(Goal):
Convert everything in the data from the line containing "Exercise. Point to the turquoise" down to the last line into a Markdown table with the columns Row and Line, one numbered row per line. Skip blank lines and leave out the pictures.

(Extracted records):
============

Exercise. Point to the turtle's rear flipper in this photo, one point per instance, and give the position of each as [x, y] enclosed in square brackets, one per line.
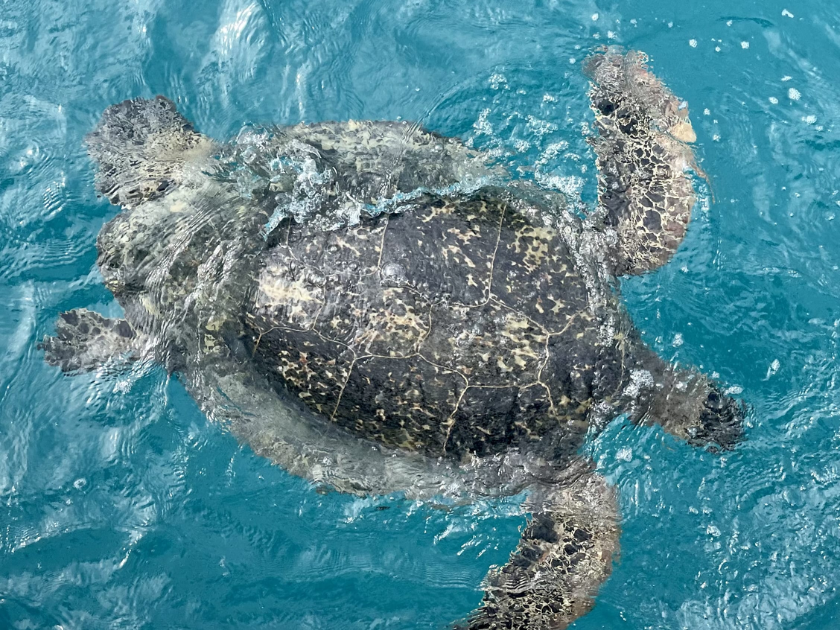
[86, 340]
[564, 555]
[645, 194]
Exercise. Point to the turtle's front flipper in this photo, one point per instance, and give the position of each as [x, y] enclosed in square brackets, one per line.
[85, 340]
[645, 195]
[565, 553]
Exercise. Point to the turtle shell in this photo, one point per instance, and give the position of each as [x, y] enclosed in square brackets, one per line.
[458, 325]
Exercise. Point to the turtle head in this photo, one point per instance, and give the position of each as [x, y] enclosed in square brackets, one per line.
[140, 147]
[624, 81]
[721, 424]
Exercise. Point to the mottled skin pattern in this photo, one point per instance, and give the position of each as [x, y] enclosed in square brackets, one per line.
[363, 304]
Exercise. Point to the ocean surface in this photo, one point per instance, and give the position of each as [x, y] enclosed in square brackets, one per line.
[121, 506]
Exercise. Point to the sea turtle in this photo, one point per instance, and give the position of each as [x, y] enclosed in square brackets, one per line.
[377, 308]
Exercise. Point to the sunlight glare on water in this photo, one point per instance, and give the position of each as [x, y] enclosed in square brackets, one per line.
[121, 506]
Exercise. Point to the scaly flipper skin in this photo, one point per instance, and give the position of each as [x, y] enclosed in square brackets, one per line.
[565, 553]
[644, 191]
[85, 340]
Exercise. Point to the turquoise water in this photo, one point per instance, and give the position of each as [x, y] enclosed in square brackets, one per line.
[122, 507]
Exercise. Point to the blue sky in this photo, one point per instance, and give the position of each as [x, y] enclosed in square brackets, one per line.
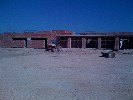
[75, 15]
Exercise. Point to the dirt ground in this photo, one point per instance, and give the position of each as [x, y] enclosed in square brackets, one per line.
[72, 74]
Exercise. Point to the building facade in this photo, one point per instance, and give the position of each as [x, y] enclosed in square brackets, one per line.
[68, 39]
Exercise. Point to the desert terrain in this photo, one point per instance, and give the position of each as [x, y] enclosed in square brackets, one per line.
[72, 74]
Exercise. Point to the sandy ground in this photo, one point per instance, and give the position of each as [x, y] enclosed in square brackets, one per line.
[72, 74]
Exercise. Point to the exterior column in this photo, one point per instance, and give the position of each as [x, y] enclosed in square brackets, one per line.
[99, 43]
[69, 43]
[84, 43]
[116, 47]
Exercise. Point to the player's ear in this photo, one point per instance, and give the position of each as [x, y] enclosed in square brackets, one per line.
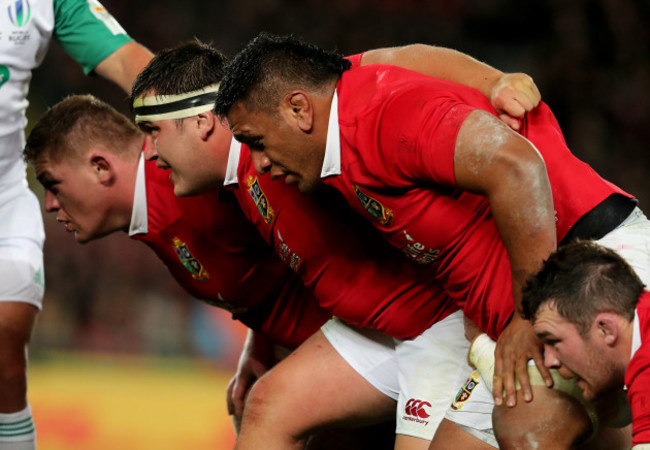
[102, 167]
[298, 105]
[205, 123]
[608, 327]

============

(Answer to the exercise):
| Row | Line |
|---|---|
| 1 | Exercise. Point to the turquoise water in this photo, one point per instance, and give the position of each as [x, y] enclosed in square brackets, one per line. |
| 2 | [122, 507] |
| 3 | Exercise. Point to the blue sky in this photo, one point per instance, and give the position of each as [x, y] enclosed in square brackets, one per line. |
| 4 | [75, 15] |
| 5 | Exercise. Point to the dirt ground in this photo, one point per instance, and give the position of each as [x, y] enclosed in square brackets, one per line. |
| 6 | [72, 74] |
| 7 | Exercise. Point to the building facade in this photo, one point per instance, and give the position of each as [x, y] enclosed in square brackets, one per line. |
| 8 | [68, 39] |
| 9 | Exercise. Point to the desert terrain in this photo, one point per instance, and give the position of each as [x, y] enclosed in square brackets, one per line. |
| 10 | [72, 74] |
| 11 | Exercise. Point to the sandy ground in this photo, one point per instance, and give the position of each as [x, y] enclosed in square brackets, one per line. |
| 12 | [72, 74] |
| 13 | Exercise. Point to the exterior column in this photo, one point per instance, and give the position of each as [x, y] enclosed in square brackets, one per line. |
| 14 | [99, 43] |
| 15 | [69, 43] |
| 16 | [84, 43] |
| 17 | [116, 47] |
| 18 | Exercise. Point to the player's ear in this photo, one point per instance, and give the position of each as [x, y] enclosed in square brackets, one per line. |
| 19 | [102, 167] |
| 20 | [298, 105] |
| 21 | [205, 123] |
| 22 | [608, 327] |